§ **Selected extract**
BEGIN

The remonstrative cable from the AP’s HQ had been addressed to Louis Lochner, the Berlin bureau chief, who’d been offered the photos of the lawyer’s public shaming but had refused to buy them. Lochner, born in 1887 to German parents in Springfield, Ill., had been appointed to the Berlin bureau in 1924, ascending to the chief’s position four years later. He remained fused to that post like a limpet until his expulsion by the Nazi government in early 1942—five months after Hitler declared war on the U.S.—along with the other American journalists still left in Germany.

Asked to explain his rejection of the unquestionably newsy pictures, Lochner, write the authors, “responded with what was to become a common refrain throughout his remaining years” as the AP’s man in Germany: “It is more important to remain in the field here . . . than to risk having our whole organization destroyed by publishing a picture to which the regime in power objects.” He told his bosses, for good measure, that they should be “darned glad we did NOT send” the pictures, for “we’d today be out of business in Berlin.”

Lochner was admitting—unabashedly—that he and his bureau had indulged in self-censorship, a practice that is (write Messrs. Heinzerling and Herschaft) “familiar to journalists who work in authoritarian regimes all over the world.” Such regimes impose laws that dictate what can and can’t be said or depicted, buttressed by “invisible red lines” that, if crossed, can result in expulsion or worse, including imprisonment—as happened to Evan Gershkovich of this newspaper’s Moscow bureau. Evan was imprisoned by Vladimir Putin in 2023 for his rigorously professional (but, to Mr. Putin, unforgivably unflattering) coverage of Russia.

Messrs. Heinzerling and Herschaft—both veteran AP journalists—contend that Lochner and the agency made a “Faustian bargain.” Their distaste and disapproval, while expressed with restraint, is palpable throughout the book, as well as in the foreword by Ann Cooper, a professor emerita at the Columbia Journalism School and Heinzerling’s widow. (Her husband succumbed to cancer after the first draft was done, and she helped Mr. Herschaft finish and polish the book.)

Like other thuggish regimes, the Nazis tried to control the news coming out of Germany. The AP bureau in Berlin was eager not to offend.

END

Name every person identified by name in the excerpt about the AP's Berlin bureau.

§ **Dataset extract**
BEGIN

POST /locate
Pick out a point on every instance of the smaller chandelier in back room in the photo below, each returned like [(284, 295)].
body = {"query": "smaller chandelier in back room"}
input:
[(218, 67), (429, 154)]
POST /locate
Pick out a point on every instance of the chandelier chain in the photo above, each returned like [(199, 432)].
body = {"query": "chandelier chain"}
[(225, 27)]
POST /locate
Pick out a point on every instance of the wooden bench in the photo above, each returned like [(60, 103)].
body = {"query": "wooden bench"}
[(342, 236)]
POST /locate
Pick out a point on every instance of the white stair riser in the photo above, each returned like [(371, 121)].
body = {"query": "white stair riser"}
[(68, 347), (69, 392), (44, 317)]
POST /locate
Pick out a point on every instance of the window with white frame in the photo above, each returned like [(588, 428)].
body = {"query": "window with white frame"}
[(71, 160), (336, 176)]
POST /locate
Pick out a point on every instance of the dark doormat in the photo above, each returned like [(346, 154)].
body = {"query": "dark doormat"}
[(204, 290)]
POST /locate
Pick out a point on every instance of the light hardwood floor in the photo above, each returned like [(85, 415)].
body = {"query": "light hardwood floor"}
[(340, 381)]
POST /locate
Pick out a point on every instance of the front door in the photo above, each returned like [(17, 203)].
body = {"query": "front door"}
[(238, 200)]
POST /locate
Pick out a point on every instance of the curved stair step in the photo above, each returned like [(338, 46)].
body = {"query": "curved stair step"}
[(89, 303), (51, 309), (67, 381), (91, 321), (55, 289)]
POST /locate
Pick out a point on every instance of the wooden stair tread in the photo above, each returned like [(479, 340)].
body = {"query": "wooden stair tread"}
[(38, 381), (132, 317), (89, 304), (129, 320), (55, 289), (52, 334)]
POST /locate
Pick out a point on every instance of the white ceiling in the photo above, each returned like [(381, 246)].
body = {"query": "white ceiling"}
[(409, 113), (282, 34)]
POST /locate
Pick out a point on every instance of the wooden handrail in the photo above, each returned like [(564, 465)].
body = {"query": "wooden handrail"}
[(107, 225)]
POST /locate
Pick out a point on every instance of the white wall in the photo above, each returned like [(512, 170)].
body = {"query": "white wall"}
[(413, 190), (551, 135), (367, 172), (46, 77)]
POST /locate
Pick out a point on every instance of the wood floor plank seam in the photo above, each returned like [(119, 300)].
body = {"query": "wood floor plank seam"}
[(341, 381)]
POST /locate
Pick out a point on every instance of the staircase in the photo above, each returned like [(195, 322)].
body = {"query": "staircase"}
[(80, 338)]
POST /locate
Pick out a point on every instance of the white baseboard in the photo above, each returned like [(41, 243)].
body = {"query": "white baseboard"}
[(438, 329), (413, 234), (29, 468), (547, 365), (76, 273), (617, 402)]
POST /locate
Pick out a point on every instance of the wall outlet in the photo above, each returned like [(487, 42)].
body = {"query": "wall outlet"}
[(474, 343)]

END

§ **Result**
Louis Lochner, Hitler, Heinzerling, Herschaft, Evan Gershkovich, Vladimir Putin, Ann Cooper